··· Selected text
How Did the Authors Conduct This Research?

The MSCI ESG database rates companies on the basis of, among other factors, community relations (charitable giving, support for housing), diversity (promotion of women and minorities, family benefits), employee relations (strong union relations, profit sharing), the environment (pollution prevention, recycling), and products (product quality and safety). From the MSCI ESG database, the authors obtain data on 4,904 unique individual US common stocks over 1991–2011, which they filter down to 17,180 company-year observations with a strength or concern in at least two of the five social responsibility criteria. These ratings are used to determine the TMB score: The long side consists of a value-weighted portfolio of the top third (most socially responsible) of companies in at least two of the five criteria and not in the bottom third of any criterion, and the short side is a value-weighted portfolio in the bottom third (least socially responsible) in at least two of the five criteria and not in the top third of any criterion. The TMB score is matched to the subsequent 12-month stock returns, producing 196,316 company-month observations. The AMS score is the value-weighted returns of companies in accepted industries minus the value-weighted returns of companies in shunned industries.

For the returns of 5,786 US mutual funds over 1992–2012, the authors examine each fund’s alpha using the four-factor model and they examine the TMB and AMS betas using the six-factor model. Mutual funds are also graded on the weighted average social responsibility score of their holdings to confirm that social responsibility classiftion by the beta method corresponds closely to the funds’ contents.

Abstractor’s Viewpoint

The overlap of 250 securities contained in both the S&P 500 Index and the socially responsible MSCI KLD 400 Index is striking, and the authors note that this coincidence understates differences between the indexes. Although the small but significant alpha associated with high TMB scores makes a case for considering the social responsibility categories, it may be more practical to classify funds as socially responsible on the basis of a prospectus than to replicate the authors’ work. Further research could explore how each of the five social responsibility criteria separately affect alpha.
······
··· Excerpted data
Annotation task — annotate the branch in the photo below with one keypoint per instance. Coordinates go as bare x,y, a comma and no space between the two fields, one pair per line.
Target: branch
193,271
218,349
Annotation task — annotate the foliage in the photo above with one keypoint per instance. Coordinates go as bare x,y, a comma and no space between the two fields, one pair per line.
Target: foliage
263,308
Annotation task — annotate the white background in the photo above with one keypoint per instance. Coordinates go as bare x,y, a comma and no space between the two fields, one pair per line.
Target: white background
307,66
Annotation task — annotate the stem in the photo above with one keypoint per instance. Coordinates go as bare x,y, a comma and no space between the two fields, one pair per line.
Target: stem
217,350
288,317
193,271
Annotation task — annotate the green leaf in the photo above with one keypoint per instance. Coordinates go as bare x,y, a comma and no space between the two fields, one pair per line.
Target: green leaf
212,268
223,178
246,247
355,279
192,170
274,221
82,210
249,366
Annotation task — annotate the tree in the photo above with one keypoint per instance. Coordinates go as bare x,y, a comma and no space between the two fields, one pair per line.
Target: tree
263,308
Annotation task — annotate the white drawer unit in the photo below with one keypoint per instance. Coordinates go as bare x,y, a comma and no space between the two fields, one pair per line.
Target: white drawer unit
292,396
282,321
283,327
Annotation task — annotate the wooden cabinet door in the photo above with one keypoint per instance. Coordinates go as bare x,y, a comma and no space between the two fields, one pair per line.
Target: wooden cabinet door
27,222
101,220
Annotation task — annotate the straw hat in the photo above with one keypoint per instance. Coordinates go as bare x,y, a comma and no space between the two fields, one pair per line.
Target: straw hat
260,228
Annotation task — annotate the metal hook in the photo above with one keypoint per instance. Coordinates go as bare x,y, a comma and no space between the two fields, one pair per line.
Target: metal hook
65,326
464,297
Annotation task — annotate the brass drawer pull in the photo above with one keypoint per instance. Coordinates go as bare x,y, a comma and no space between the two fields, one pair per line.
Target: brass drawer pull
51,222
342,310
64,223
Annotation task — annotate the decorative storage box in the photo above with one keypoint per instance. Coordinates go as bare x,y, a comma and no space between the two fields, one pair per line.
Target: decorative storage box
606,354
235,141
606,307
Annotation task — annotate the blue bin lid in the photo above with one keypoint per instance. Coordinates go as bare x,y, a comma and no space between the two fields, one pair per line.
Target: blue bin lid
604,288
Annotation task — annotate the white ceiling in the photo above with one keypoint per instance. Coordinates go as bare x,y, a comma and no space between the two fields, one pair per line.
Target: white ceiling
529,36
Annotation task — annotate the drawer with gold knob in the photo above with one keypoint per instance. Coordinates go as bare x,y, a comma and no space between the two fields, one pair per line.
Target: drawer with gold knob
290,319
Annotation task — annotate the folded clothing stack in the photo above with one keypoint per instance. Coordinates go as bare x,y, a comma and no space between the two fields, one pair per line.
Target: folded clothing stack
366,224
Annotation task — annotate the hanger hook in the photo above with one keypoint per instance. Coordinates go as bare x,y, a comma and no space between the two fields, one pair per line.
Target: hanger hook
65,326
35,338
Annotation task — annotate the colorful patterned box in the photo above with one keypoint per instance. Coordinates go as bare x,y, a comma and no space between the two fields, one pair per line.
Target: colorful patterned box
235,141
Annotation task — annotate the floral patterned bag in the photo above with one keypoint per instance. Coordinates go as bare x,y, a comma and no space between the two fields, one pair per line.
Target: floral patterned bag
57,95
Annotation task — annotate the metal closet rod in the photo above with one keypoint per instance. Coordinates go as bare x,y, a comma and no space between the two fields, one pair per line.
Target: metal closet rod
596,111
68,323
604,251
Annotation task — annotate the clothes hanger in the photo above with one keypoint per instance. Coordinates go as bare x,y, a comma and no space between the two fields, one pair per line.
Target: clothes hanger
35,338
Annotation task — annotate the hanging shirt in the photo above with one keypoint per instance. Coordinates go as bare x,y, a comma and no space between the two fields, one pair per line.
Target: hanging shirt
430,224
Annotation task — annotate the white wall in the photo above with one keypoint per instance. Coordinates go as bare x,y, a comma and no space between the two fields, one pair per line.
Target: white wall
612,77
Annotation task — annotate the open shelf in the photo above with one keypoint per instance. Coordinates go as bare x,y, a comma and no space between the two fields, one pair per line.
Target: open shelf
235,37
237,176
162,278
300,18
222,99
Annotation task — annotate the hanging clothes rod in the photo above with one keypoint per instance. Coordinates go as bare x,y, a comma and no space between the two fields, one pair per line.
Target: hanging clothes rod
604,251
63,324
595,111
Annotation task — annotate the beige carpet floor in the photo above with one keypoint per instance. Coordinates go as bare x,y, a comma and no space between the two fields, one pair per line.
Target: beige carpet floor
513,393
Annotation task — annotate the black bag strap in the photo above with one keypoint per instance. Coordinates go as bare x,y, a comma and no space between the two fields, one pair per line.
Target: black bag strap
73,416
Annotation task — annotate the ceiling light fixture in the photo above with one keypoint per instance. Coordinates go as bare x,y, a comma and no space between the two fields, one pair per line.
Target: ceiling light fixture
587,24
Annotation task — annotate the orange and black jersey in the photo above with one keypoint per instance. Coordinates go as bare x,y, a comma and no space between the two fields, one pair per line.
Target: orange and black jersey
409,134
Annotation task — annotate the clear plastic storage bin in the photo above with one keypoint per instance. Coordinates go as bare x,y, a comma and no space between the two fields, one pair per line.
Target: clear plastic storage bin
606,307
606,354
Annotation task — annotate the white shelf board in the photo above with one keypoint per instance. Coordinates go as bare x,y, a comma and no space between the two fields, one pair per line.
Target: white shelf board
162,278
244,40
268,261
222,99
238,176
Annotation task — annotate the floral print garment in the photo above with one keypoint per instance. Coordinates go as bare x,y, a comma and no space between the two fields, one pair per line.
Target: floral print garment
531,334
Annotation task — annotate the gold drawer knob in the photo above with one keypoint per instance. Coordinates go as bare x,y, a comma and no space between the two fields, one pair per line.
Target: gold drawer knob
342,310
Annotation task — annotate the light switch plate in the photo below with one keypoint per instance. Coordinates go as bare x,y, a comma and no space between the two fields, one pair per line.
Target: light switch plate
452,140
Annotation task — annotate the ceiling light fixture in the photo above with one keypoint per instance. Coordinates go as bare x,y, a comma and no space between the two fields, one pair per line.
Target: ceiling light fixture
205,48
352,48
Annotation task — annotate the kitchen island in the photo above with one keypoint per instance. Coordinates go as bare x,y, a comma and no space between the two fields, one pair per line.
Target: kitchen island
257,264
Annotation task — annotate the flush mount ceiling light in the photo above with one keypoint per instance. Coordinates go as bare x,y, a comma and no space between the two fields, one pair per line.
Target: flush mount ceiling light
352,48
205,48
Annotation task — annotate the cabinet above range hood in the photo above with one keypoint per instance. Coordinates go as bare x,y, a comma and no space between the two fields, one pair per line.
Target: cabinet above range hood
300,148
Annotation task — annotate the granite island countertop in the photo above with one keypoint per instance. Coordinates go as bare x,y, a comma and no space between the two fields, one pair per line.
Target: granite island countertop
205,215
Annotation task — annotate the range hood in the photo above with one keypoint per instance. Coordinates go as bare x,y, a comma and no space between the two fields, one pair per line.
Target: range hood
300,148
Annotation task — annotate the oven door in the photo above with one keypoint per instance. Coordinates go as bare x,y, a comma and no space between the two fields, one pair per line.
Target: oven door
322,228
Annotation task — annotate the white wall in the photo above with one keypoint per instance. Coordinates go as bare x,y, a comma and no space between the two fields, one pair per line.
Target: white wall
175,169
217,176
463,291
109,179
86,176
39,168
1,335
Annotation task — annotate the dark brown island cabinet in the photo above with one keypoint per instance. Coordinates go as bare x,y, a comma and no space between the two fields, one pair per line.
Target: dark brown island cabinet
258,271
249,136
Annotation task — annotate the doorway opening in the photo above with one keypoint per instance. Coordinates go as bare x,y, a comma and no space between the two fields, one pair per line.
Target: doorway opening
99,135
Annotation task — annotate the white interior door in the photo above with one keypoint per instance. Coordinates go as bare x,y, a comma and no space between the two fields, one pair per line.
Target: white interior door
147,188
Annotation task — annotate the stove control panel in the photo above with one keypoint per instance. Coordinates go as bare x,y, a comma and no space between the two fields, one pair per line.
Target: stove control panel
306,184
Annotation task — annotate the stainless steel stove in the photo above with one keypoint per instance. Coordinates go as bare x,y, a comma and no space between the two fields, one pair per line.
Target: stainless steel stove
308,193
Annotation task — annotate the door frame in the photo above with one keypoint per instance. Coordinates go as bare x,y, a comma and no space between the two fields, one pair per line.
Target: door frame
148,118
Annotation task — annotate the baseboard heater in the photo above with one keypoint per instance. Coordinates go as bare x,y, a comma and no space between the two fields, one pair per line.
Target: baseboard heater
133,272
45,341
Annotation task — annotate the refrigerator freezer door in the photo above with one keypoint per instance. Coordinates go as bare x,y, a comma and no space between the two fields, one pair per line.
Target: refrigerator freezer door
······
- [List of tasks]:
(1) Please rewrite the paragraph of the research summary that begins "The overlap of 250 securities" as a short bulleted list, keeping its main facts.
(2) In the research summary, how many US mutual funds have their returns examined, and over what years?
(3) Duplicate the passage of the research summary starting at "The overlap of" and ending at "separately affect alpha.".
Nothing in the data is needed.

- [Results for the exercise]:
(1)
- 250 securities appear in both the S&P 500 Index and the socially responsible MSCI KLD 400 Index, a striking overlap that, according to the authors, understates the differences between the indexes.
- High TMB scores come with a small but significant alpha, which supports weighing the social responsibility categories.
- Classifying funds as socially responsible from a prospectus may be more practical than replicating the authors' work.
- Further research could examine how each of the five social responsibility criteria separately affects alpha.

(2) 5,786 US mutual funds, over 1992–2012.

(3)
The overlap of 250 securities contained in both the S&P 500 Index and the socially responsible MSCI KLD 400 Index is striking, and the authors note that this coincidence understates differences between the indexes. Although the small but significant alpha associated with high TMB scores makes a case for considering the social responsibility categories, it may be more practical to classify funds as socially responsible on the basis of a prospectus than to replicate the authors’ work. Further research could explore how each of the five social responsibility criteria separately affect alpha.